• **SOURCE DATA**

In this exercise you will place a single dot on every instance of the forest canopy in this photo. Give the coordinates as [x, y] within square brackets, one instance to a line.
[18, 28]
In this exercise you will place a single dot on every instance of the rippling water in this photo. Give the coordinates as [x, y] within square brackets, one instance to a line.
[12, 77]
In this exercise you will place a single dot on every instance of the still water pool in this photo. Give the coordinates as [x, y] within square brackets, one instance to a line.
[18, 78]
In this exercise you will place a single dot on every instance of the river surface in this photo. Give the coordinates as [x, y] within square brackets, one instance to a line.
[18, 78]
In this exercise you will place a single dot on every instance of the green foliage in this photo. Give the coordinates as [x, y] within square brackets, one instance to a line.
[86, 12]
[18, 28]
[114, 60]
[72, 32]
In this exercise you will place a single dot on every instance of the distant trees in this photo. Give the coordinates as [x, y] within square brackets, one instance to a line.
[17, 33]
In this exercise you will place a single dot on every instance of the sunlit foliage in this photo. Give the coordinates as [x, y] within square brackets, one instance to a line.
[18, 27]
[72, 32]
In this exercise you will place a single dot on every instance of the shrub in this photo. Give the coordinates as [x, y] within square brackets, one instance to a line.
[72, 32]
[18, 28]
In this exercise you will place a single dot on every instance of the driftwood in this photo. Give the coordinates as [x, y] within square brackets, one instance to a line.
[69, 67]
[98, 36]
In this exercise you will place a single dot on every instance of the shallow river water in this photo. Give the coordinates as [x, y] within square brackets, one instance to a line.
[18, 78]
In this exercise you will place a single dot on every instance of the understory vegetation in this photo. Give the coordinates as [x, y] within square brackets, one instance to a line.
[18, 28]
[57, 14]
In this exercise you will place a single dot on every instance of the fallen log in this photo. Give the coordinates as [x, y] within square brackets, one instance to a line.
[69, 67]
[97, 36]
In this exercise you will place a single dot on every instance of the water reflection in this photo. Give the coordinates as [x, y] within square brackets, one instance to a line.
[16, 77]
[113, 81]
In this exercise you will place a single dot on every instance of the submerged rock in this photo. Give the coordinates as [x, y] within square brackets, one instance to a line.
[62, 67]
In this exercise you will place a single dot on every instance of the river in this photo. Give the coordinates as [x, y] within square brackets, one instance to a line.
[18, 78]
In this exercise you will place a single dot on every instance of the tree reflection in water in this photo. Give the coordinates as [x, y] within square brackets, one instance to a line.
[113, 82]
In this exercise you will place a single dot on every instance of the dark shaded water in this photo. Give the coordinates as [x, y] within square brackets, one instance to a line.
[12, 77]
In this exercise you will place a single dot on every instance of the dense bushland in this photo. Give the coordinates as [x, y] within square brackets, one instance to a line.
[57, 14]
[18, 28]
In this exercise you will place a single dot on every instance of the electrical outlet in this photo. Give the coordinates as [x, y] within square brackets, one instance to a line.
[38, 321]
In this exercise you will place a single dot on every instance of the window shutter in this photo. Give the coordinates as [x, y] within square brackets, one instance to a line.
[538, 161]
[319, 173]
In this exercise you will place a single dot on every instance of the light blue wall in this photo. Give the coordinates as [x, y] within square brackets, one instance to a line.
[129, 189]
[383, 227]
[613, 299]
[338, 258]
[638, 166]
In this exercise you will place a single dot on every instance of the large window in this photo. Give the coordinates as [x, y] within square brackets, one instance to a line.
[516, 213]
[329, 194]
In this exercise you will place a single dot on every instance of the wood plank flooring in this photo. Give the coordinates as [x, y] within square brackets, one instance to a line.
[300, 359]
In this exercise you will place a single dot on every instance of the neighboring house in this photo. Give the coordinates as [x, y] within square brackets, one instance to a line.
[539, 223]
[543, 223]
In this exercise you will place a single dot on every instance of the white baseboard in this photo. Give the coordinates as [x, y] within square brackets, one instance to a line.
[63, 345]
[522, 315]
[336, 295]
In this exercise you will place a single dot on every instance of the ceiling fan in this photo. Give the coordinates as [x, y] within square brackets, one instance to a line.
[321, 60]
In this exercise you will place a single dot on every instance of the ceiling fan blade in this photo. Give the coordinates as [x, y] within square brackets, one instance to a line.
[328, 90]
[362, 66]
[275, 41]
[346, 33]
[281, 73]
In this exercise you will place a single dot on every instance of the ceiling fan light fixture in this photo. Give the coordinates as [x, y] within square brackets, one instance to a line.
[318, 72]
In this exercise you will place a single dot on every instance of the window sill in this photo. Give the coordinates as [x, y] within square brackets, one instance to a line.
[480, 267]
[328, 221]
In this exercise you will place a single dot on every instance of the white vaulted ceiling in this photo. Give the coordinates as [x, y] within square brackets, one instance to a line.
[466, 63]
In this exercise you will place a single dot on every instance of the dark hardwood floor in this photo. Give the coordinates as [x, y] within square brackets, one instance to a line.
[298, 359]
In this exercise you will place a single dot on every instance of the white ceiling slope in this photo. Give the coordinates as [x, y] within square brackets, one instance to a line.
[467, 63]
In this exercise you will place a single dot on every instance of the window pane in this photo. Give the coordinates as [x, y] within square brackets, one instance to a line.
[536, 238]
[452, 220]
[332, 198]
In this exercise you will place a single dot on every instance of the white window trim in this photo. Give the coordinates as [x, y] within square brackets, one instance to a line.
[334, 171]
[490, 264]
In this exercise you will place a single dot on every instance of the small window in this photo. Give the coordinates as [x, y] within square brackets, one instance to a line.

• **WHAT NEEDS TO BE DONE**
Copy every line of the listing above word for word, with no changes.

• **EXERCISE SOLUTION**
In this exercise you will place a single dot on every instance of the forest canopy in this photo. Give the coordinates as [x, y] within square brackets, one instance to a line.
[18, 28]
In this exercise you will place a single dot on every instance of the rippling water in this photo. Give the coordinates as [x, y] within square brackets, one instance to a line.
[12, 77]
In this exercise you will place a single dot on every instance of the still water pool in this photo. Give the coordinates as [x, y] within square brackets, one instance to a line.
[18, 78]
In this exercise you will place a single dot on every instance of the river surface in this photo. Give the coordinates as [x, y] within square brackets, one instance to a line.
[18, 78]
In this exercise you will place a single dot on every instance of the green foliage in this photo. Give the coordinates as [x, y] within square brackets, one instance to a line.
[86, 12]
[18, 28]
[114, 60]
[72, 32]
In this exercise you will place a single dot on every instance of the distant trees in this photo. Give the coordinates as [x, y] within square brackets, one instance to a line.
[17, 33]
In this exercise you will place a single dot on every instance of the sunlit foliage in this photo. Give the coordinates as [x, y] within square brackets, one instance to a line.
[18, 27]
[72, 32]
In this exercise you will place a single dot on every instance of the shrub in this photo. Give the coordinates as [x, y] within square brackets, one instance to a line.
[72, 32]
[18, 28]
In this exercise you will place a single dot on every instance of the driftwood in this photo. Give the coordinates as [x, y] within square brackets, one instance to a line.
[69, 67]
[98, 36]
In this exercise you will place a single dot on every instance of the shallow river water in this photo. Give the coordinates as [x, y] within square brackets, one instance to a line.
[18, 78]
In this exercise you will place a single dot on every instance of the understory vegetation in this photo. Give the coordinates as [x, y] within square brackets, one instance to a line.
[18, 28]
[57, 14]
In this exercise you will place a single dot on every instance of the fallen log in this photo. Give the coordinates as [x, y] within square brackets, one instance to a line.
[69, 67]
[97, 36]
In this exercise you will place a single dot on every instance of the water reflection in this photo. Give the coordinates as [x, y] within square brackets, one instance to a line.
[16, 77]
[113, 81]
In this exercise you will place a single dot on every instance of the submerged rock in this photo. Give the coordinates as [x, y] within square brackets, one instance to a line.
[62, 67]
In this exercise you will place a single dot on every instance of the river in this photo. Give the coordinates as [x, y] within square brackets, one instance to a line.
[18, 78]
In this exercise you will place a single dot on every instance of the tree reflection in water in this photo. Give the coordinates as [x, y] within square brackets, one instance to a line.
[113, 82]
In this exercise you will place a single dot on every instance of the dark shaded water in this photo. Give the coordinates as [x, y] within square brackets, one instance to a line.
[12, 77]
In this exercise you will place a single dot on every instance of the dense bushland in this photo. Give the coordinates as [x, y] within square brackets, one instance to a line.
[57, 14]
[18, 28]
In this exercise you will place a single dot on every instance of the electrical outlet in this photo. Give the coordinates as [x, y] within square brackets, one instance to a line.
[38, 321]
In this exercise you will place a single dot on every instance of the window shutter in this photo. Give the coordinates as [x, y] within square brackets, one instance to a line.
[538, 161]
[319, 173]
In this exercise you will place a single dot on every instance of the light blue wall in this photo. Give the coordinates as [x, y] within square brackets, one instance to a line.
[129, 189]
[383, 227]
[613, 299]
[338, 258]
[638, 166]
In this exercise you will place a single dot on every instance of the large window in this photo. Give the coordinates as [x, y] within square brackets, one instance to a line.
[516, 213]
[329, 194]
In this exercise you will place a single dot on every instance of the wood plank flooring in this photo. Give the coordinates as [x, y] within square brackets, one instance to a line.
[300, 359]
In this exercise you will place a single dot on every instance of the neighboring house in this photo. Give the coordinates as [x, y] within square brackets, one instance to a line.
[539, 223]
[543, 223]
In this exercise you will place a single dot on every instance of the white baseboard in this photo. Give the coordinates as [x, y] within square brackets, one instance to a line.
[63, 345]
[522, 315]
[336, 295]
In this exercise you will place a single dot on every instance of the ceiling fan in this photo. Give the coordinates as [x, y] within square brackets, one instance to a line.
[321, 60]
In this exercise you will place a single dot on every instance of the ceiling fan blade in this photo. Give the coordinates as [x, y] within square brackets, one instance to a line.
[328, 90]
[362, 66]
[275, 41]
[346, 33]
[281, 73]
In this exercise you will place a single dot on every instance of the ceiling fan light fixture in this photo. Give the coordinates as [x, y] within square brackets, one instance to a line.
[318, 72]
In this exercise you will place a single dot on every instance of the window sill in this photo. Give the coordinates as [x, y] within square brackets, one instance to a line.
[480, 267]
[328, 221]
In this exercise you will place a single dot on every instance of the white vaulted ceiling in this photo. Give the coordinates as [x, y] within square brackets, one instance to a line.
[466, 63]
In this exercise you will place a single dot on every instance of the dark hardwood floor in this photo. Give the coordinates as [x, y] within square brackets, one instance to a line.
[298, 359]
In this exercise you will place a single dot on every instance of the white ceiling slope in this photo. Give the coordinates as [x, y] within square brackets, one instance to a line.
[467, 63]
In this exercise you will place a single dot on every instance of the window pane in this photo. Give the coordinates as [x, y] within square brackets, one instance to a line.
[536, 238]
[452, 220]
[332, 198]
In this exercise you will place a single dot on every instance of the white window trim in this photo. Give the coordinates as [x, y] within square brackets, one instance to a line.
[334, 171]
[490, 264]
In this exercise you will place a single dot on every instance of the small window in this photo. Give the coordinates as [x, y] within square brackets, one instance to a line.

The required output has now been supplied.